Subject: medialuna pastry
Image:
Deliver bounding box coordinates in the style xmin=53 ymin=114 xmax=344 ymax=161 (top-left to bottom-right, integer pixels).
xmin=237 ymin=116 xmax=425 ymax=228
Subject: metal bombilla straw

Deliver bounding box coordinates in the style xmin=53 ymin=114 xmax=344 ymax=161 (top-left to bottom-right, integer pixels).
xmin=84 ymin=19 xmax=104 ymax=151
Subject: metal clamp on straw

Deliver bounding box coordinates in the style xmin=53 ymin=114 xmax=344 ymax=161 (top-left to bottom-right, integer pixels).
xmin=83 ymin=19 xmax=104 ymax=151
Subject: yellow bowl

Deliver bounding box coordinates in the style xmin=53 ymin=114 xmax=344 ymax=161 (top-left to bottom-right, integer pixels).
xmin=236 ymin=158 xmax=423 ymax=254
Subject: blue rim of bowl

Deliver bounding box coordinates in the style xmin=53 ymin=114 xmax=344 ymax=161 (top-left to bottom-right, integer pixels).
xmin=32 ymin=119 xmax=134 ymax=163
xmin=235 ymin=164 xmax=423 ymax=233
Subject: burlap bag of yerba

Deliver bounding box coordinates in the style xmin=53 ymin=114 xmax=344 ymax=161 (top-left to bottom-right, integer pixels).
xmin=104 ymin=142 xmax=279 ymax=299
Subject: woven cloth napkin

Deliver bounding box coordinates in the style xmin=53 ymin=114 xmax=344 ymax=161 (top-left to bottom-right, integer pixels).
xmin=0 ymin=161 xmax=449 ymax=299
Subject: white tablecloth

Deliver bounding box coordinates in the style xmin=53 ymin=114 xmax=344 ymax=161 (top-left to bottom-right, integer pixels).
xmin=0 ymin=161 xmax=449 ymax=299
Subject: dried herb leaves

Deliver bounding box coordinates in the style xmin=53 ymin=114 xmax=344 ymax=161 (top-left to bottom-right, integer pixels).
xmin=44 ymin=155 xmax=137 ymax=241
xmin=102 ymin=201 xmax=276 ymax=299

————————

- Work instruction
In the listing above, the line containing "Subject: burlap bag of yerba" and all lines after it are to be restated word for word.

- Output for this task
Subject: burlap bag of yerba

Deliver bounding box coordinates in the style xmin=53 ymin=114 xmax=344 ymax=161 (top-left to bottom-right, integer pixels).
xmin=104 ymin=142 xmax=279 ymax=299
Subject: woven cloth napkin

Deliver bounding box coordinates in the style xmin=53 ymin=114 xmax=344 ymax=161 (top-left to bottom-right, integer pixels).
xmin=0 ymin=161 xmax=449 ymax=299
Subject: white tablecloth

Deliver bounding box coordinates in the style xmin=53 ymin=114 xmax=344 ymax=161 (top-left to bottom-right, integer pixels).
xmin=0 ymin=161 xmax=449 ymax=299
Subject: dried herb leaves

Deliver bounding box coordinates in the style xmin=53 ymin=114 xmax=344 ymax=161 (top-left to bottom-right, integer pixels).
xmin=44 ymin=155 xmax=137 ymax=241
xmin=102 ymin=201 xmax=276 ymax=299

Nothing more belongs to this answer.